─── Dokument ───

Die Beschwerden werden gemäß § 279 BAO als unbegründet abgewiesen.

Die Vorschreibungen bleiben unverändert.

Es wird kein Normprüfungsantrag gestellt.

Es wird kein Ersuchen um Vorabentscheidung an den EuGH gerichtet.

Gegen dieses Erkenntnis ist eine Revision an den Verwaltungsgerichtshof nach Art. 133 Abs. 4 Bundes-Verfassungsgesetz (B-VG) zulässig.

Entscheidungsgründe

1. Einleitung des Verfahrens vor dem Finanzamt

Onlineglücksspiel: Bf. (vormals vBf.), die Beschwerdeführerin (im Folgenden als Bf. bezeichnet) mit Sitz auf A bietet unter der Internetadresse www.ww Glücksspielprodukte (wie z.B. Arcade, Bingo, Poker und Virtual Sports) an. Die Bf. gehört zur CG-Gruppe mit dem Hauptsitz in B. Die Lizenz der Bf., ausgestellt von der a Lotterie- und Wettbehörde, umfasst das Anbieten von Glücksspielen. Um an den Spielen teilnehmen zu können, muss sich der Spielteilnehmer bei der Bf. registrieren. Während des Registrierungsprozesses wird der Kunde ausdrücklich gebeten, seinen Wohnort (Adresse und Land) bekannt zu geben. Über eine Konzession nach § 14 GSpG verfügt die Bf. nicht.

Teilnahme vom Inland aus anhand der Registrierungsadresse: Am erstattete die Bf. für den Zeitraum bis Selbstanzeige gemäß § 29 FinStrG. Mit dieser Selbstanzeige wurde gleichzeitig der Antrag auf Festsetzung der Glücksspielabgabe für den Zeitraum 01/2011 – 08/2014 gestellt.

─── Datenauszug ───

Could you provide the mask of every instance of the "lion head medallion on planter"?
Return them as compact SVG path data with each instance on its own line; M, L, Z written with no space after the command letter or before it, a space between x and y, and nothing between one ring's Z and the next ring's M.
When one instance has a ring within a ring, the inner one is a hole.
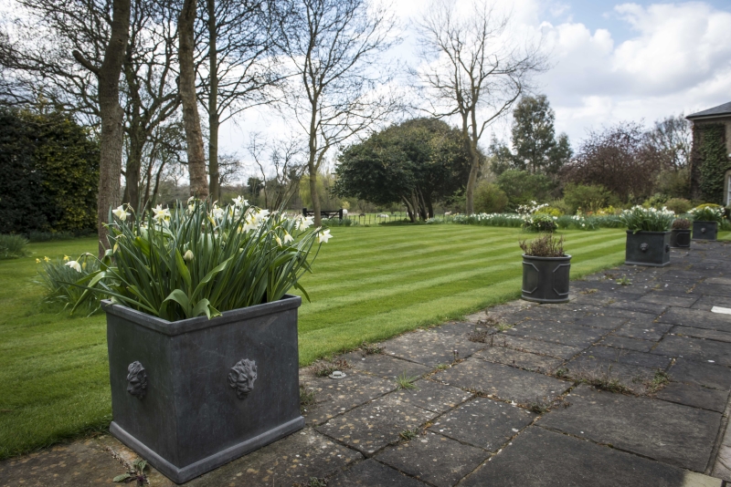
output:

───

### Aufgabenstellung A
Fassen Sie den Absatz des Dokuments, der mit „Onlineglücksspiel: Bf. (vormals vBf.)“ beginnt, als knappe Stichpunktliste zusammen. Alle wesentlichen Angaben sollen erhalten bleiben.
### Aufgabenstellung B
Setzen Sie das Dokument zur Glücksspielabgabe der Beschwerdeführerin im Anschluss an seinen letzten Satz fort.

### Schriftliche Antwort A
- Die Beschwerdeführerin (Bf.) mit Sitz auf A bietet unter www.ww Glücksspielprodukte an, etwa Arcade, Bingo, Poker und Virtual Sports.
- Sie gehört zur CG-Gruppe mit Hauptsitz in B.
- Ihre Lizenz stammt von der a Lotterie- und Wettbehörde und umfasst das Anbieten von Glücksspielen.
- Wer an den Spielen teilnehmen will, muss sich registrieren und dabei seinen Wohnort (Adresse und Land) angeben.
- Eine Konzession nach § 14 GSpG besitzt sie nicht.

### Schriftliche Antwort B
Der Bf. liegen keine Informationen vor, die es dem Unternehmen ermöglichen, in verlässlicher Weise festzustellen, ob eine Teilnahme von Österreich aus stattgefunden hat. In der Berechnung der Glücksspielabgabe sind all jene Spielumsätze enthalten, die von Kunden erzielt wurden, die sich mit einer österreichischen Adresse bei der Bf. registriert haben. Da es sich bei der österreichischen Registrierungsadresse um die am wenigsten willkürliche Methode handelt, um eine Bestimmung der Teilnahme von Österreich aus festzustellen, wurde diese von der Bf. herangezogen.

2. Glücksspielabgabenbescheide vom

Hinsichtlich der Zeiträume 1-12/2011 führte das Finanzamt eine Außenprüfung durch und setzte mit Glücksspielabgabenbescheid vom gemäß § 201 BAO als Sammelbescheid Glücksspielabgabe gemäß § 57 Abs. 2 GSpG für den Zeitraum 01 bis 12/2011 fest.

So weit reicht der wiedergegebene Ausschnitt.